▶ **Exercise description**
Rewrite the material below with "white sail" changed to "red sail" and every other line left as it is. Leave the pictures out of your answer.

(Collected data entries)
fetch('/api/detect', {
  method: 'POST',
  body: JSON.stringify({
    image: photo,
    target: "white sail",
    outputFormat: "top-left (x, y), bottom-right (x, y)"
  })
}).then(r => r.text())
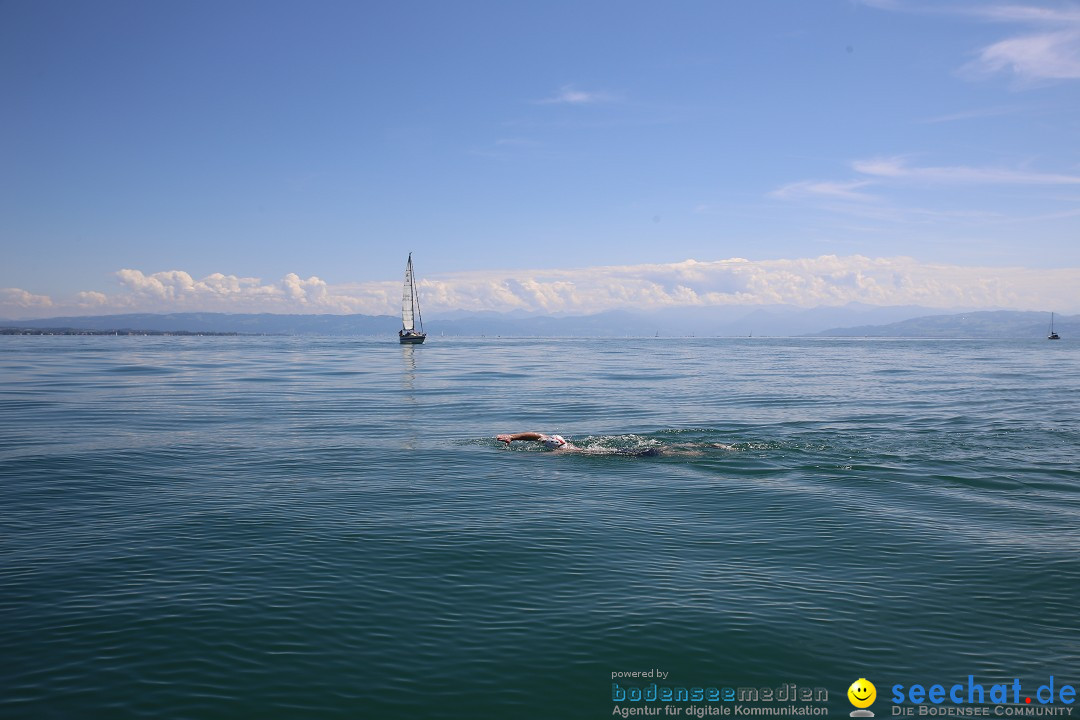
top-left (402, 254), bottom-right (416, 330)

▶ **Task output**
fetch('/api/detect', {
  method: 'POST',
  body: JSON.stringify({
    image: photo,
    target: "red sail",
    outputFormat: "top-left (x, y), bottom-right (x, y)"
  })
}).then(r => r.text())
top-left (402, 254), bottom-right (416, 330)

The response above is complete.